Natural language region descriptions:
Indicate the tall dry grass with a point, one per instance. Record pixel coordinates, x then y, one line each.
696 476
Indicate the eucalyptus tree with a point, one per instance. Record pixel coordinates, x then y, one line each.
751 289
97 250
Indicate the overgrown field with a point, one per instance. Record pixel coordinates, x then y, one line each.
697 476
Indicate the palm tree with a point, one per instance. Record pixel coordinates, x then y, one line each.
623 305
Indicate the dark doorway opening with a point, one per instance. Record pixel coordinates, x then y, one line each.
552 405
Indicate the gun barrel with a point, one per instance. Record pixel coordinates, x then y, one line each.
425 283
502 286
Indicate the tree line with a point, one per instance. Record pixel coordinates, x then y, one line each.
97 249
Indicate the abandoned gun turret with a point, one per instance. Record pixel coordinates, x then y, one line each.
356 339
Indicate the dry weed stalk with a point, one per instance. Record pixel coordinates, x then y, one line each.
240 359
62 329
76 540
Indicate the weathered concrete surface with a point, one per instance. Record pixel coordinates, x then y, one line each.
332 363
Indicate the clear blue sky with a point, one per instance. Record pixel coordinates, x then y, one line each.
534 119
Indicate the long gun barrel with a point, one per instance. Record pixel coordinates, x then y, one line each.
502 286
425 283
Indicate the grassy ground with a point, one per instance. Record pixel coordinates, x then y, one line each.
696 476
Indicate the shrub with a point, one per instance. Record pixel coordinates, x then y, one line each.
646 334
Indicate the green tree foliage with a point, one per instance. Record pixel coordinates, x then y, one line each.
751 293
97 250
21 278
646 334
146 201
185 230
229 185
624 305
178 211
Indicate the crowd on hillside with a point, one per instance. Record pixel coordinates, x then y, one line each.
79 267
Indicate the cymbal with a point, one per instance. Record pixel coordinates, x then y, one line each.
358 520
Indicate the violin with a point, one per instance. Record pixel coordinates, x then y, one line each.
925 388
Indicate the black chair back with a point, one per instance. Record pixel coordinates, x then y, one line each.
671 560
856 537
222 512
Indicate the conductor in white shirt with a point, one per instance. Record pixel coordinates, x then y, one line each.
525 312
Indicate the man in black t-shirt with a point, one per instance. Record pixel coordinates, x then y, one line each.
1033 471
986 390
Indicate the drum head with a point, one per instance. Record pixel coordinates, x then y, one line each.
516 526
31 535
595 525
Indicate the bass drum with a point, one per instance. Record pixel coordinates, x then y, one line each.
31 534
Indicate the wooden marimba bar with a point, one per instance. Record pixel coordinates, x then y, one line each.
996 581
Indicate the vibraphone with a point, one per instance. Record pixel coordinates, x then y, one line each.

→ WHAT NEEDS TO BE DONE: Restate word for word the lines above, beginning with the one that contains "Indicate the drum" and ending with the last line.

→ YOUR SOLUTION:
Indicate the drum head with a point, one per instance. Record pixel coordinates, x then y, one line each.
516 526
31 535
595 525
Indicate the bass drum with a point, one per instance. Record pixel coordinates, x then y, one line each.
31 534
Indicate the wooden marimba bar with a point, one per instance. Record pixel coordinates, x then y, one line each.
996 581
Indicate the vibraphone with a point, one per instance. Record pixel coordinates, x then y, one line each.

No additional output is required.